Extract every line of the listing below that contains the string "brick". Matching is case-sensitive.
--- Begin Data for processing ---
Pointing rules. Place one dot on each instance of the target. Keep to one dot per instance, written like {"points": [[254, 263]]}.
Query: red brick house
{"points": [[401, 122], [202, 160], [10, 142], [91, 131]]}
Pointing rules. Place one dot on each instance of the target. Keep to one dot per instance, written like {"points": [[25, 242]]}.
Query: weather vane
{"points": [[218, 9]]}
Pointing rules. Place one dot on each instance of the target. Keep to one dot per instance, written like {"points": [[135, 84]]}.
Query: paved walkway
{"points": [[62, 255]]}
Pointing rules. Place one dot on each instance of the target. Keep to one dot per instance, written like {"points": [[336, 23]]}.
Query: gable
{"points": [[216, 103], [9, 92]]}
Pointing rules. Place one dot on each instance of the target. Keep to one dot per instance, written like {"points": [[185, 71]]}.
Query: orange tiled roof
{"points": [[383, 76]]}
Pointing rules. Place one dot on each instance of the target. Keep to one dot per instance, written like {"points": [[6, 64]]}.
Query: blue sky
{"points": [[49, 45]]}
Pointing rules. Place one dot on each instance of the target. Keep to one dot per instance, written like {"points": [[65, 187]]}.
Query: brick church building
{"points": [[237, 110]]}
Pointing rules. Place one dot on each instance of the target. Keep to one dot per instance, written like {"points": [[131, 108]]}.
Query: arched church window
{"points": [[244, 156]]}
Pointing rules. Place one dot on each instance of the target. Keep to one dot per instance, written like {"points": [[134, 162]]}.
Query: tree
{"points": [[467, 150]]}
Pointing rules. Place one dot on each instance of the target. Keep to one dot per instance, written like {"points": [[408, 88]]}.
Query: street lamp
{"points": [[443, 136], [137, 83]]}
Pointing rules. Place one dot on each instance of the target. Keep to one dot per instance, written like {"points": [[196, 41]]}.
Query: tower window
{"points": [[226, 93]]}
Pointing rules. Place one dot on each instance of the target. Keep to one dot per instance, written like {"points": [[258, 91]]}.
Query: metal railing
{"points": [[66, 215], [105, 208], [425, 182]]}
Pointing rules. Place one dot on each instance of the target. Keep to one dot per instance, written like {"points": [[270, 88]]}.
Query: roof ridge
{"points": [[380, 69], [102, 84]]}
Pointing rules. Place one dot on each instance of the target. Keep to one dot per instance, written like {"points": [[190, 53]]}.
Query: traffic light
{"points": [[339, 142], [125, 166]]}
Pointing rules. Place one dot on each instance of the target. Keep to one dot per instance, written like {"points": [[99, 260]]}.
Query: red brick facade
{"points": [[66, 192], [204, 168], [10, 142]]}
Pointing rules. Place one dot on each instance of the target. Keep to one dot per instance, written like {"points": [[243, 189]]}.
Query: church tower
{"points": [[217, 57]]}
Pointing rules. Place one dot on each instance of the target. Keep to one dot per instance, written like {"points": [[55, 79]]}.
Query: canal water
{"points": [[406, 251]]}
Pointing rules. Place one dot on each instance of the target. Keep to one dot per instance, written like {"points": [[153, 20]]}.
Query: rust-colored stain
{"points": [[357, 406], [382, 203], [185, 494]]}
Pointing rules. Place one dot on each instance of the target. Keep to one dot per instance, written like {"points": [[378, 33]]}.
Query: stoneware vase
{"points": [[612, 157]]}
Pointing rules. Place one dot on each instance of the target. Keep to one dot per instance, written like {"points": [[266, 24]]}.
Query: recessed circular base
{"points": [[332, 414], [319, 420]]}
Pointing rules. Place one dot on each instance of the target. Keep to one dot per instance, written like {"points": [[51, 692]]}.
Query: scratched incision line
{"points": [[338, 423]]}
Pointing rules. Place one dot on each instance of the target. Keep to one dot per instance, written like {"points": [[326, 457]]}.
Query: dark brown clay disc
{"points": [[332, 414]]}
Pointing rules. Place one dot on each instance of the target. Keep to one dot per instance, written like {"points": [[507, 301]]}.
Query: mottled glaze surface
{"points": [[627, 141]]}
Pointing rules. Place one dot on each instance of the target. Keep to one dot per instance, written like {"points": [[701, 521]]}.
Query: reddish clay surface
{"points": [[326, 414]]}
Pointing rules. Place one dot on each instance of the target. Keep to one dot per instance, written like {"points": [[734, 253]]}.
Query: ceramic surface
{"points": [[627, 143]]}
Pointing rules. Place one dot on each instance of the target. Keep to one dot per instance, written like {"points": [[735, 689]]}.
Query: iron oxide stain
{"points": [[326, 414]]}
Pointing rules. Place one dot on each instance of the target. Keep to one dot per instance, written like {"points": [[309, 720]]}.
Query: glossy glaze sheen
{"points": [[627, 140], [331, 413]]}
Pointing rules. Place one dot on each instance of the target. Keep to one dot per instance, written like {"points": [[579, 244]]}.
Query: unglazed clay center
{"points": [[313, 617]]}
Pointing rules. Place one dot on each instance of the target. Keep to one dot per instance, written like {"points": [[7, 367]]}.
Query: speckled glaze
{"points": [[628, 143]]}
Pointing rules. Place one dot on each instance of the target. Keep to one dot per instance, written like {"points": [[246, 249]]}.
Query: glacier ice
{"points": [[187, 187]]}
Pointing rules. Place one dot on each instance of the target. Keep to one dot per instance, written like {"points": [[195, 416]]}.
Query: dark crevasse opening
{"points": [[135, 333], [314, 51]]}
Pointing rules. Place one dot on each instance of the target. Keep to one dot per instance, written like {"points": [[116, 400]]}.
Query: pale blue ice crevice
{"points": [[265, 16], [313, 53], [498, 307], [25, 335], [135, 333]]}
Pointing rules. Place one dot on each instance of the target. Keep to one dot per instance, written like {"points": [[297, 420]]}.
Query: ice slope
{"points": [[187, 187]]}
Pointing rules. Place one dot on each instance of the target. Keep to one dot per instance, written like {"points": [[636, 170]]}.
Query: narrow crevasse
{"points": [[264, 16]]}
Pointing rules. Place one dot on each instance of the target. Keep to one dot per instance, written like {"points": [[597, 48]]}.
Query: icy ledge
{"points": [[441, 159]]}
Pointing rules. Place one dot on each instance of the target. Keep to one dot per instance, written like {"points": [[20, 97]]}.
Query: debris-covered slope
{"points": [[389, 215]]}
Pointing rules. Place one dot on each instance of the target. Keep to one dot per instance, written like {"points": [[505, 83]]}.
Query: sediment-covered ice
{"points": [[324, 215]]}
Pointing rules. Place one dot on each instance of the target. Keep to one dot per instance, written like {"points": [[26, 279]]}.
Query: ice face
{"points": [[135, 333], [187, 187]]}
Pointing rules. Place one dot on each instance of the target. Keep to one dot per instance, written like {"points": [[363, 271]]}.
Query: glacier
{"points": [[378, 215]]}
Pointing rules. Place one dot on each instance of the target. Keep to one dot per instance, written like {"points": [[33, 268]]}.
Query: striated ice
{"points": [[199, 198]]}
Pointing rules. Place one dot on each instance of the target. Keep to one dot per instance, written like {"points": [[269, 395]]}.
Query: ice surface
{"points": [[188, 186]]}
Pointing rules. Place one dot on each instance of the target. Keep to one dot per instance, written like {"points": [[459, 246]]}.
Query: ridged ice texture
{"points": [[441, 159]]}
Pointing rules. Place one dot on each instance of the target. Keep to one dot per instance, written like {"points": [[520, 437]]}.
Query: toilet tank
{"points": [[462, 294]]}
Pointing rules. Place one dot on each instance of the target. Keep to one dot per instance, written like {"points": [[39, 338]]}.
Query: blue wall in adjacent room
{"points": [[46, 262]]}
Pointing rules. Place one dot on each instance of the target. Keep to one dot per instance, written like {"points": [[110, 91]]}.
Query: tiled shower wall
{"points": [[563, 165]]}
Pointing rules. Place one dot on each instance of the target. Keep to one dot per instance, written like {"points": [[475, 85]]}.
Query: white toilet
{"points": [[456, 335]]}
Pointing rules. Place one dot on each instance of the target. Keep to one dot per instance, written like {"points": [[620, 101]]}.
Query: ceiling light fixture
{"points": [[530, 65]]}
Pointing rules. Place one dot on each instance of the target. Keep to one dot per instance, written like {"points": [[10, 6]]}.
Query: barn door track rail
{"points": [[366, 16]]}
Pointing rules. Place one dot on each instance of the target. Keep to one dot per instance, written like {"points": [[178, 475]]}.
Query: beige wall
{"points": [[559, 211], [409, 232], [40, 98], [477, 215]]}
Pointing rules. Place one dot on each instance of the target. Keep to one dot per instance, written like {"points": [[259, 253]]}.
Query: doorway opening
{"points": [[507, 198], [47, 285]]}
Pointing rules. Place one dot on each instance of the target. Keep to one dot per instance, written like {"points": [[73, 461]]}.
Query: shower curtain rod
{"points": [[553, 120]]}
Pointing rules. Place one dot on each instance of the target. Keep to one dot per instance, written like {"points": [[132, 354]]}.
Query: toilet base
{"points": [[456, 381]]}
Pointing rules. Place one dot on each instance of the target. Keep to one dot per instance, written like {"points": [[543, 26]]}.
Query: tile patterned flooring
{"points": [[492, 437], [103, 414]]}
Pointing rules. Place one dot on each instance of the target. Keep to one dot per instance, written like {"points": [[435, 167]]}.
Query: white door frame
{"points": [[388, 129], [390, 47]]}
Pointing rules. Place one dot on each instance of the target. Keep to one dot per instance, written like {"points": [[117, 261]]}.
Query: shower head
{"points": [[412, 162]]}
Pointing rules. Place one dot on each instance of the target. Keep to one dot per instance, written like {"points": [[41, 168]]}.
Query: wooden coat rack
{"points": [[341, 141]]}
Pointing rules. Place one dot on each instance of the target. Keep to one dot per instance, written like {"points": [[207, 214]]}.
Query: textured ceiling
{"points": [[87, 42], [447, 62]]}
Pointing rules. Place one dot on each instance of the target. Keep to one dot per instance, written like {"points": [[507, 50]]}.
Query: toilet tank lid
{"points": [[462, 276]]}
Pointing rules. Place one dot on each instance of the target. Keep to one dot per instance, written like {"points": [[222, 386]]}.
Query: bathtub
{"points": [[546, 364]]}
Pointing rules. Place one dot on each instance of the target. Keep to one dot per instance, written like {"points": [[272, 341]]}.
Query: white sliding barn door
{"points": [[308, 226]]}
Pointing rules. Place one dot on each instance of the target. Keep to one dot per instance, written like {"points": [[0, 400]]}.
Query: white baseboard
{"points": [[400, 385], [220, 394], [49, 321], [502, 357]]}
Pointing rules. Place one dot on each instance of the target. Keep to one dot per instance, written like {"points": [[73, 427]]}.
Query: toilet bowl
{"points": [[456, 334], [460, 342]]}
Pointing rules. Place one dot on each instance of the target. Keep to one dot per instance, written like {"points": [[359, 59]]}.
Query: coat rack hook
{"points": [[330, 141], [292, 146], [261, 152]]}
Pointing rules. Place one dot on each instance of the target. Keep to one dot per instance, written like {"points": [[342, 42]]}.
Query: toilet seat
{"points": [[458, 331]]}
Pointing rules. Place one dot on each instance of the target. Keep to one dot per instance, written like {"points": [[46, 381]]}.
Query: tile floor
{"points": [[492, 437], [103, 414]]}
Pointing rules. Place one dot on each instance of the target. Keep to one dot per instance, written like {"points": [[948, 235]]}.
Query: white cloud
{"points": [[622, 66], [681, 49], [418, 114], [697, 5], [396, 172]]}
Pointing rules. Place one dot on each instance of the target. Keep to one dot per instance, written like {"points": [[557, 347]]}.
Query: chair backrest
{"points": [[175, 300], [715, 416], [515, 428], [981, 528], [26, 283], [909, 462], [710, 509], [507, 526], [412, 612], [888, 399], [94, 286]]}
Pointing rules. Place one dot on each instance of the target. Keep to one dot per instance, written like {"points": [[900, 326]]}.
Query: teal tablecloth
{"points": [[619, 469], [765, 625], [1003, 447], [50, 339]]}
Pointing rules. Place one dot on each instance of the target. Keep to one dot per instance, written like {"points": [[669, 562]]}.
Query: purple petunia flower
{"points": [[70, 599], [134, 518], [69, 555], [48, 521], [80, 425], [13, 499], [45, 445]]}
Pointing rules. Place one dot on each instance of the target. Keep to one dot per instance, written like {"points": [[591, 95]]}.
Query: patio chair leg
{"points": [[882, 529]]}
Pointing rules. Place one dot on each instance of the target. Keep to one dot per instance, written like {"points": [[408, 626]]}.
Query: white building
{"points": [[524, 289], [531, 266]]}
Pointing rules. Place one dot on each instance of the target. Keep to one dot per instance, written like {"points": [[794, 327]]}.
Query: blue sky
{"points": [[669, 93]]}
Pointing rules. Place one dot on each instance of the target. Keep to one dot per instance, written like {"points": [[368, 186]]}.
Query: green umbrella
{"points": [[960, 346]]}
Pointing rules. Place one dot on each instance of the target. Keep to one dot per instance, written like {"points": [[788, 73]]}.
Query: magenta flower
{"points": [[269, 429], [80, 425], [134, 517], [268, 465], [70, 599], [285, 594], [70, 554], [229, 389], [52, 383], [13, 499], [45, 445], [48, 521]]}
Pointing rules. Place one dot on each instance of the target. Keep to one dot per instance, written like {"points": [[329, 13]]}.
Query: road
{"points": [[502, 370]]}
--- End Data for processing ---
**Worked solution:**
Query: red brick house
Query: brick church building
Query: red brick facade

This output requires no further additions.